Point labeling dataset excerpts
+++++

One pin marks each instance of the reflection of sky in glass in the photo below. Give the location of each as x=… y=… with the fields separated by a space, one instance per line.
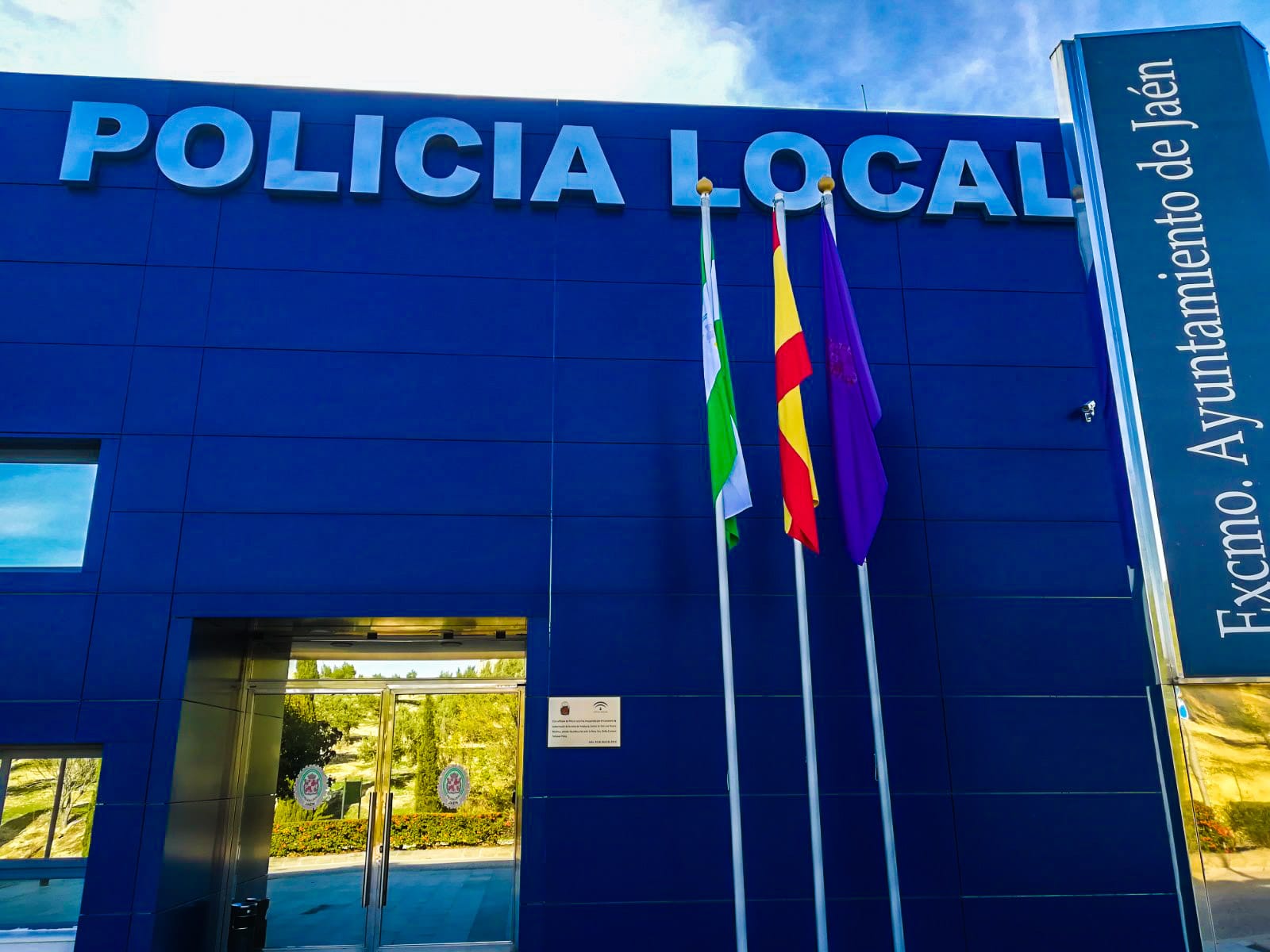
x=44 y=513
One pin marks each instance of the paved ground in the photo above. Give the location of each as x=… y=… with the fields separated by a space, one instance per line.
x=25 y=904
x=442 y=899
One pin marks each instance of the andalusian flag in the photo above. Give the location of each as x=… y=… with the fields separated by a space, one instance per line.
x=793 y=367
x=727 y=463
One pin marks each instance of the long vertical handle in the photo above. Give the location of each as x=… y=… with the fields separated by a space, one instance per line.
x=387 y=848
x=366 y=863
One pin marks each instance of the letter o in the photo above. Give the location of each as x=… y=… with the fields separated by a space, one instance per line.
x=1236 y=512
x=229 y=171
x=759 y=169
x=1194 y=201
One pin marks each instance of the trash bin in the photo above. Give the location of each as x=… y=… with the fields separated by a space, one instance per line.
x=241 y=928
x=260 y=907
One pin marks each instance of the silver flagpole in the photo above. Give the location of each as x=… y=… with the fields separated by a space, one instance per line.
x=729 y=693
x=888 y=824
x=804 y=647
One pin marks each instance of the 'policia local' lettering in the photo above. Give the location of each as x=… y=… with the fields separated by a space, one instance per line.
x=577 y=164
x=1213 y=380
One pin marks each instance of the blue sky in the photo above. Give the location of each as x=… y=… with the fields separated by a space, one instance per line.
x=44 y=513
x=965 y=56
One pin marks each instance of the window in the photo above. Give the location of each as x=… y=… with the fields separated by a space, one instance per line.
x=48 y=799
x=46 y=497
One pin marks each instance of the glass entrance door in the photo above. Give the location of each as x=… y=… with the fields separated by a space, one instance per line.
x=308 y=814
x=383 y=816
x=452 y=827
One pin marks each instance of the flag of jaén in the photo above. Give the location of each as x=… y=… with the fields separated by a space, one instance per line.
x=793 y=367
x=854 y=408
x=728 y=476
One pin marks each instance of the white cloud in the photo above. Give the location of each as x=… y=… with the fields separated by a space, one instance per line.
x=639 y=50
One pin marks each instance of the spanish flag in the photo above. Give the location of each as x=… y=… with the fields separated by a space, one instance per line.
x=793 y=367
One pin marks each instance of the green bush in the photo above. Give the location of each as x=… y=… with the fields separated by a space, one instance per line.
x=1250 y=820
x=318 y=838
x=408 y=831
x=1213 y=837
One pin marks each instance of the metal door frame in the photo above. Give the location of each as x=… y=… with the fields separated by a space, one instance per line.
x=378 y=862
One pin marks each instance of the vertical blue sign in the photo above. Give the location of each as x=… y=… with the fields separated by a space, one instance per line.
x=1170 y=135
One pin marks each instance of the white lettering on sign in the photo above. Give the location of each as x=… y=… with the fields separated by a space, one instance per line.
x=584 y=723
x=1221 y=435
x=577 y=164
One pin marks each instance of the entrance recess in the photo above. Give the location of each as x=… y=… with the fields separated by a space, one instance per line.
x=413 y=835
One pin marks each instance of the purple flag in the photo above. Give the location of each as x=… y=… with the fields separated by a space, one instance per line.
x=854 y=408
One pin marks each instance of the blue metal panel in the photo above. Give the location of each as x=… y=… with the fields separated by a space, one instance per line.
x=610 y=839
x=1053 y=559
x=98 y=226
x=1041 y=647
x=140 y=552
x=60 y=389
x=395 y=313
x=44 y=647
x=992 y=923
x=234 y=552
x=112 y=862
x=1080 y=850
x=1045 y=744
x=1010 y=328
x=133 y=628
x=1018 y=484
x=64 y=304
x=419 y=397
x=152 y=471
x=125 y=774
x=468 y=240
x=253 y=475
x=107 y=721
x=994 y=410
x=972 y=255
x=163 y=390
x=38 y=721
x=102 y=932
x=175 y=306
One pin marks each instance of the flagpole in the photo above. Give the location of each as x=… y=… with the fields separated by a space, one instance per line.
x=804 y=647
x=888 y=824
x=729 y=692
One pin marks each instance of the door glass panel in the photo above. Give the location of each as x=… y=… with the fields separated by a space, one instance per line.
x=309 y=857
x=1226 y=729
x=452 y=861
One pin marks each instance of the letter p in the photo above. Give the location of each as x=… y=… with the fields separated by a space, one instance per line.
x=86 y=137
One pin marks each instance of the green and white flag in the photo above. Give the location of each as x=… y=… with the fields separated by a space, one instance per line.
x=727 y=463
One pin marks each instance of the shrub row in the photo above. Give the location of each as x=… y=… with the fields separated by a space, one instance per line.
x=1213 y=835
x=1250 y=820
x=408 y=831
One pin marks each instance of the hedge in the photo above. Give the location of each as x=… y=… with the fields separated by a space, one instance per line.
x=408 y=831
x=1250 y=820
x=1213 y=835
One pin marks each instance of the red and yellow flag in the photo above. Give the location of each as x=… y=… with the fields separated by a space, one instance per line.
x=793 y=367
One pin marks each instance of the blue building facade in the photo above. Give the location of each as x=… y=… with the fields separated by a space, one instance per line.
x=321 y=408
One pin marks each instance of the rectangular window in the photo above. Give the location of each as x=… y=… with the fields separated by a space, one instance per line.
x=48 y=800
x=46 y=498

+++++

## Directive
Every record above should come back exactly, but without its pictures.

## The completed task
One pin marks each instance of the reflection of sky in glass in the photo below. Give the location of each as x=… y=… with the fields separated by a space, one instance per line.
x=44 y=513
One pin marks each instance of the paved ground in the photo above. Give the location of each as x=… y=… with the fields separated by a space, one instance per line.
x=25 y=904
x=442 y=899
One pin marks each instance of the andalusian flag in the photo above. Give the location of each as x=… y=… with the fields separated by a space, one instance per line.
x=793 y=367
x=727 y=463
One pin marks each instance of the long vertical handle in the photo above. Give the location of each as x=… y=… with the fields separated by a space, one instance per line.
x=387 y=848
x=366 y=863
One pin marks each instance of the letter o in the photo above. Give the location of each as x=… y=… with the fields separated by a space, one instance per line.
x=1236 y=512
x=229 y=171
x=759 y=169
x=1194 y=201
One pin marks each instance of the trash bin in the photo above. Give the location of each as x=… y=… with the fields separated by a space, one instance per line.
x=241 y=928
x=260 y=907
One pin marks each instance of the silver flagpole in the photo above. Give the location of each as x=… y=… with the fields separated by a space, one instance per line.
x=729 y=693
x=888 y=824
x=804 y=647
One pin marks each instance of the 'policia local' lettering in the photo above. Give the location of each as x=… y=… with the fields separated by a space, one instance per line.
x=577 y=164
x=1213 y=380
One pin marks each instance of the blue sky in the photo above. Give the location of each as x=… y=… with the fields separated by a space, one instance per line.
x=44 y=513
x=965 y=56
One pin marks each instance of the window in the photo above. Give the location of each as x=… y=… with the fields separated by a space, one instance per line.
x=48 y=799
x=46 y=497
One pin marks each instance of the glass entrance door in the photo above. Give the location of each as x=… y=… with the fields separated by a space, one instance per line.
x=308 y=814
x=383 y=816
x=452 y=827
One pin marks each instance of the flag of jaén in the photo above. Give the location of each as x=… y=… with the fields separated by a space, one instance per line.
x=793 y=367
x=854 y=408
x=728 y=476
One pin marks each instance of the white cloud in the photo above. Give the location of each as x=… y=… with the fields separated by a space, one instance per line.
x=639 y=50
One pin marks each instance of the spanish flag in the photo above. Give the location of each as x=… y=… with the fields separated by a space, one instance per line.
x=793 y=367
One pin marks each instance of the green bush in the photo above. Give the location of each as x=… y=… with the fields separated by a space, one instance per line.
x=1250 y=820
x=318 y=838
x=408 y=831
x=1213 y=837
One pin marks each instance of the metal door frame in the photo above. Give the location of each as x=… y=… with the fields separated by a space, one instance per line.
x=378 y=862
One pin marks each instance of the vertical blue sign in the photo above. Give the location of each as x=… y=… with the fields separated by a space, one instance per line.
x=1170 y=135
One pin marks each instance of the white lettering on sign in the photo above. Give the location of each as x=… y=… with the fields separated by a space, one instance per line.
x=584 y=723
x=1221 y=435
x=577 y=164
One pin marks each instance of the entrance recess in the photo above. Give the location of each as x=… y=… with the fields separated by a space, one instance per line.
x=413 y=835
One pin marks each instance of the purple flag in the photo above. Give the location of each as x=… y=… with the fields separated by a space, one instance per line.
x=854 y=408
One pin marks each instance of the blue metal panel in the photo above. Give the location of each as x=… y=… with the fields separated by a space, one instance per line.
x=610 y=839
x=1053 y=559
x=98 y=226
x=1041 y=647
x=140 y=552
x=60 y=389
x=395 y=313
x=44 y=647
x=992 y=923
x=234 y=552
x=112 y=862
x=1080 y=850
x=1045 y=744
x=1010 y=328
x=133 y=628
x=1018 y=484
x=64 y=304
x=419 y=397
x=152 y=471
x=125 y=774
x=468 y=240
x=253 y=475
x=107 y=721
x=994 y=410
x=972 y=255
x=163 y=390
x=38 y=721
x=102 y=932
x=175 y=306
One pin marks each instance of the flagpole in the photo above. Give the location of each as x=… y=… with the fields separated by a space, one instance per line.
x=804 y=647
x=888 y=824
x=729 y=692
One pin marks each instance of the door glass panel in the photo above. Give the location of each as x=… y=… with the fields separated by a space, one instance per line.
x=309 y=857
x=1226 y=729
x=452 y=861
One pin marks each instance of the letter p in the photo above. Give the location of each as x=… y=… with the fields separated by a space, one instance per line.
x=86 y=137
One pin marks each instance of the green and white flag in the photo above. Give the location of each as x=… y=… with the fields separated by a space, one instance per line.
x=727 y=463
One pin marks each instance of the shrub row in the photo above. Give the location of each as x=… y=… with the fields separated by a space, one instance per line.
x=1213 y=835
x=1250 y=820
x=408 y=831
One pin marks each instance of the hedge in the photo above. Give the location of each as x=… y=… with the fields separated by a space, one instance per line.
x=408 y=831
x=1250 y=820
x=1213 y=835
One pin marks each instance of the red and yellow flag in the photo above. Give the location of each as x=… y=… with the fields separated by a space, one instance per line.
x=793 y=367
One pin marks each instance of the blue building facade in the photo above. Give the location of each as x=… y=… with the fields separated by a space, one instance per line.
x=321 y=408
One pin marks each instance of the rectangular window in the photo above. Give the location of each as x=… y=… with the fields separated by a space, one instance per line.
x=48 y=800
x=46 y=498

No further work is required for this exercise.